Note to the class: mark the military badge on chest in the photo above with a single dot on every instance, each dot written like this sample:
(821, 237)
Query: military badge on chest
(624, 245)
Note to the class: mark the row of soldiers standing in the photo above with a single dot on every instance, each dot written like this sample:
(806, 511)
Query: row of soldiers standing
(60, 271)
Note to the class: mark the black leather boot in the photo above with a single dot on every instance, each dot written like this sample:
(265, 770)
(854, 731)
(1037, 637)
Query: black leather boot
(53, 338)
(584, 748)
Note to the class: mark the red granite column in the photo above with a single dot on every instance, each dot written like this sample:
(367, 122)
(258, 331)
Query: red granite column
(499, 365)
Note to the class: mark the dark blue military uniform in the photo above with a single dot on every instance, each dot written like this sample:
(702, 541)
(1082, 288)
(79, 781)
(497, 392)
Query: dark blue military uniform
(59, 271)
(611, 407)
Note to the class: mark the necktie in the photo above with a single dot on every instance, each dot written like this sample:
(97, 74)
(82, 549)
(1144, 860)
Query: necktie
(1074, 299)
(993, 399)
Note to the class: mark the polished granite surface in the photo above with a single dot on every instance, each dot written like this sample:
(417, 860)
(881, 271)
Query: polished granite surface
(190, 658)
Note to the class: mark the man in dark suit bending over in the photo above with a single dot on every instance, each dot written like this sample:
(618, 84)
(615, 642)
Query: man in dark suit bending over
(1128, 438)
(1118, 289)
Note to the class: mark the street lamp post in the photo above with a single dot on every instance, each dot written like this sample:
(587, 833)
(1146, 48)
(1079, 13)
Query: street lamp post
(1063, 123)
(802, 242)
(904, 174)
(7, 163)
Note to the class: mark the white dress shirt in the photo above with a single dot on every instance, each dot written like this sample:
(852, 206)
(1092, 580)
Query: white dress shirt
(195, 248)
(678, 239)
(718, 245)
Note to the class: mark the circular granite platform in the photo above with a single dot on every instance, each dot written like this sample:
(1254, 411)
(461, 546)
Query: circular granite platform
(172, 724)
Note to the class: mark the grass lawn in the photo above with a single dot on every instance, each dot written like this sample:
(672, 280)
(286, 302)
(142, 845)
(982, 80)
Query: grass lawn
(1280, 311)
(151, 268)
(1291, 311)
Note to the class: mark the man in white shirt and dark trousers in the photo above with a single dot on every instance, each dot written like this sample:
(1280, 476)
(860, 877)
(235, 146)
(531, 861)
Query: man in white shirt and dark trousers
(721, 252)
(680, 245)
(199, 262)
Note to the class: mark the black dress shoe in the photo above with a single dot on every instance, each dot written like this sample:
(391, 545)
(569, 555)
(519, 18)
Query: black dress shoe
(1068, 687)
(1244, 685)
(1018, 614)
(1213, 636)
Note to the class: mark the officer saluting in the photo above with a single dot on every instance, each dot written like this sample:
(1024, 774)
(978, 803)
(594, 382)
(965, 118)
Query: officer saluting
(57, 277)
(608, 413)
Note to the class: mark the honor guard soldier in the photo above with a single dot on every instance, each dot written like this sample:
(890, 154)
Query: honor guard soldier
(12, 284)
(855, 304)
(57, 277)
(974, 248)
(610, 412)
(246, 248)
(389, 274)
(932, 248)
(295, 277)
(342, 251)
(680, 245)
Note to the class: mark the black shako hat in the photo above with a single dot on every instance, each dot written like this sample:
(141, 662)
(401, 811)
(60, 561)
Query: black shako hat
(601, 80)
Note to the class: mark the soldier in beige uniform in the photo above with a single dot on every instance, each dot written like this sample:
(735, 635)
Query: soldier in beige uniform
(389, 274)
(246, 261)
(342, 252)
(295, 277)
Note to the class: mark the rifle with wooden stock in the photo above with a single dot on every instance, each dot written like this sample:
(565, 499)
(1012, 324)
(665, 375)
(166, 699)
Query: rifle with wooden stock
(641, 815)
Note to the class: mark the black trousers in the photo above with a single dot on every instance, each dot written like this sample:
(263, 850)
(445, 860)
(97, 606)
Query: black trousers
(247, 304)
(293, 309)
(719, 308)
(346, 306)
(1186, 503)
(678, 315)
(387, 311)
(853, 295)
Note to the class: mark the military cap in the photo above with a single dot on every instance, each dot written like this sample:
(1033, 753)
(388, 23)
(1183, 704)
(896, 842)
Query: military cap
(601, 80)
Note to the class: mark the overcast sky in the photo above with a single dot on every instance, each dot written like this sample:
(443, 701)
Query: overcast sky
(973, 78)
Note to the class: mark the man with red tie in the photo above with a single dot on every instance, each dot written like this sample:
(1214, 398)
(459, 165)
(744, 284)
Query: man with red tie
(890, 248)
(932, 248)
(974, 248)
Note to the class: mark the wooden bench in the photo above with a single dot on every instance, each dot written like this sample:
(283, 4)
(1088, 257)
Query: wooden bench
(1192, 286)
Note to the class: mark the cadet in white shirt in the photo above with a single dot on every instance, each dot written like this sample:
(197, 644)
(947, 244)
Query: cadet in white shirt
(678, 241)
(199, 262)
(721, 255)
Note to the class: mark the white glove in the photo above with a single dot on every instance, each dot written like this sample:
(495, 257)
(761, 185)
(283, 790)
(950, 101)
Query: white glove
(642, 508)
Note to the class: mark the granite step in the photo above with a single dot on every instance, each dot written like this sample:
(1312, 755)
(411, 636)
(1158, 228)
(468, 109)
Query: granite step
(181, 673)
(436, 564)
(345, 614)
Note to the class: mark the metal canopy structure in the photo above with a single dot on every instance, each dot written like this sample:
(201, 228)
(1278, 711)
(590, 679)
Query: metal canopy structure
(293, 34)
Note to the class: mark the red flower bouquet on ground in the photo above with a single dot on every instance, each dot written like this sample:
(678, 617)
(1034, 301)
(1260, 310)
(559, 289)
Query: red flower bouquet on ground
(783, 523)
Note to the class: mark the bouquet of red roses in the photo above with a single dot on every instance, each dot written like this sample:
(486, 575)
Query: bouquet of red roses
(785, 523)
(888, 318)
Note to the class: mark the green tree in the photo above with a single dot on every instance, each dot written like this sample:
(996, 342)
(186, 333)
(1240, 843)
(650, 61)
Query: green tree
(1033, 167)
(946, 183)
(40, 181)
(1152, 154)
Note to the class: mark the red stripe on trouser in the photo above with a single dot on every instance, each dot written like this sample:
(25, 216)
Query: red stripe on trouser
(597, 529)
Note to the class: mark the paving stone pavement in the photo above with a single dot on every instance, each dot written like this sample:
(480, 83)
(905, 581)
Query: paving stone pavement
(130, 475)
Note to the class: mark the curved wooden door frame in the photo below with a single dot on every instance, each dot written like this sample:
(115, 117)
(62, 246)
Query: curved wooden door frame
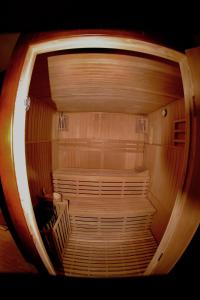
(12, 154)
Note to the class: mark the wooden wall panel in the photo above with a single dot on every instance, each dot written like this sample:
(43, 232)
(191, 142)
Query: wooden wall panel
(38, 147)
(165, 162)
(112, 82)
(98, 140)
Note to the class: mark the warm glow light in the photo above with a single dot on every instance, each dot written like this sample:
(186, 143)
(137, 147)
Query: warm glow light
(74, 42)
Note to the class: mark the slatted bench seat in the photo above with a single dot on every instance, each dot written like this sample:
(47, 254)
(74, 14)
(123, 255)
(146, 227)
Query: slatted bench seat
(110, 218)
(105, 183)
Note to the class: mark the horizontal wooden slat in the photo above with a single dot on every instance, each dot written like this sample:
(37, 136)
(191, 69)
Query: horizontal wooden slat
(108, 259)
(104, 183)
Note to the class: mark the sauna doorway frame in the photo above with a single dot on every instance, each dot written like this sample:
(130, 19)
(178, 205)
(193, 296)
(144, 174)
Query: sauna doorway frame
(166, 256)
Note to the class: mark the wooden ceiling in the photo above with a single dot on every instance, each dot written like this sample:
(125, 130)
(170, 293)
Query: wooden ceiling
(112, 82)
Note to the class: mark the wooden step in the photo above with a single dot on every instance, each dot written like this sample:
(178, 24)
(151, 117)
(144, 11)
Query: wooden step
(111, 207)
(97, 182)
(85, 258)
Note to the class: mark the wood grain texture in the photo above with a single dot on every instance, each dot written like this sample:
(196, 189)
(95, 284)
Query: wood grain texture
(125, 83)
(100, 183)
(108, 258)
(38, 147)
(165, 161)
(98, 140)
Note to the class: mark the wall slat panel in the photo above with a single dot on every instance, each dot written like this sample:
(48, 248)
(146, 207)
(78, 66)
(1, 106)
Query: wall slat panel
(38, 147)
(98, 140)
(164, 161)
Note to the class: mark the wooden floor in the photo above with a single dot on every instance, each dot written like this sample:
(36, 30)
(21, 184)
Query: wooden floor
(85, 258)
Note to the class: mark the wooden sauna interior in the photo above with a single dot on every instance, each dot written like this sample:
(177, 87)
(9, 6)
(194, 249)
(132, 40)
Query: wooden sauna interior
(106, 130)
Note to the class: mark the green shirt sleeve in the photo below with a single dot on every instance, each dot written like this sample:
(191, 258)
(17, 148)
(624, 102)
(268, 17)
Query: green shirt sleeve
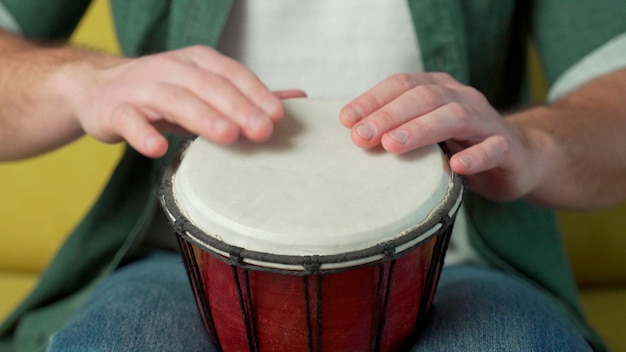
(565, 32)
(49, 19)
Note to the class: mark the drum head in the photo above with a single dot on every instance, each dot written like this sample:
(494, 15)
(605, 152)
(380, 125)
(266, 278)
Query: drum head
(308, 190)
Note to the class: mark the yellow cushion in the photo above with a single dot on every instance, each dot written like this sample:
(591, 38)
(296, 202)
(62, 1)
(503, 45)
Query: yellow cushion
(606, 310)
(43, 199)
(596, 243)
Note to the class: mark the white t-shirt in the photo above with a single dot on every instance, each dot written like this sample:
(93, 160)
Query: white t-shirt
(330, 48)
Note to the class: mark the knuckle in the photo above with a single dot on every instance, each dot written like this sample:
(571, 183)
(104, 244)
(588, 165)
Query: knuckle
(386, 117)
(366, 103)
(403, 81)
(444, 77)
(429, 95)
(502, 145)
(459, 113)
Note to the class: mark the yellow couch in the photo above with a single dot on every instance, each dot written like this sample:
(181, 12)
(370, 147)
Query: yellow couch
(43, 199)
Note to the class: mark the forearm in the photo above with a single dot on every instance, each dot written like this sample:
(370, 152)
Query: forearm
(34, 116)
(579, 145)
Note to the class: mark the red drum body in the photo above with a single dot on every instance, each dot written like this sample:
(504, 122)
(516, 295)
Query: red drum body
(318, 296)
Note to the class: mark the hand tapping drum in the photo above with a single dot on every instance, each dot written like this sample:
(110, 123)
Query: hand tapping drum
(308, 243)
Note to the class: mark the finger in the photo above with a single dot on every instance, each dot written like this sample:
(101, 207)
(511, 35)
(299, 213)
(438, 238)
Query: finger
(225, 99)
(290, 94)
(181, 107)
(385, 92)
(133, 127)
(452, 121)
(491, 153)
(244, 79)
(410, 105)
______
◆ **DIRECTIVE**
Copy out the lines, starting at the line that contains "Note to the class: mark the white dress" and stopping after the line that contains "(1291, 311)".

◆ **SOLUTION**
Note to the class: mark the white dress shirt in the photo above with a single dot on every instance, each dot written like this sample:
(852, 206)
(1092, 580)
Query: white dress shirt
(195, 248)
(678, 239)
(718, 245)
Note to the class: mark the circular granite platform in the photo above with a single dot on every instance, each dot written like this sample:
(1254, 411)
(461, 546)
Query: circular granite platform
(172, 724)
Note to the class: mark the grass lawn in the photo above with a single dot on every instance, each dot written like this sample:
(672, 280)
(286, 302)
(142, 845)
(982, 80)
Query: grass lawn
(1280, 311)
(151, 268)
(1291, 311)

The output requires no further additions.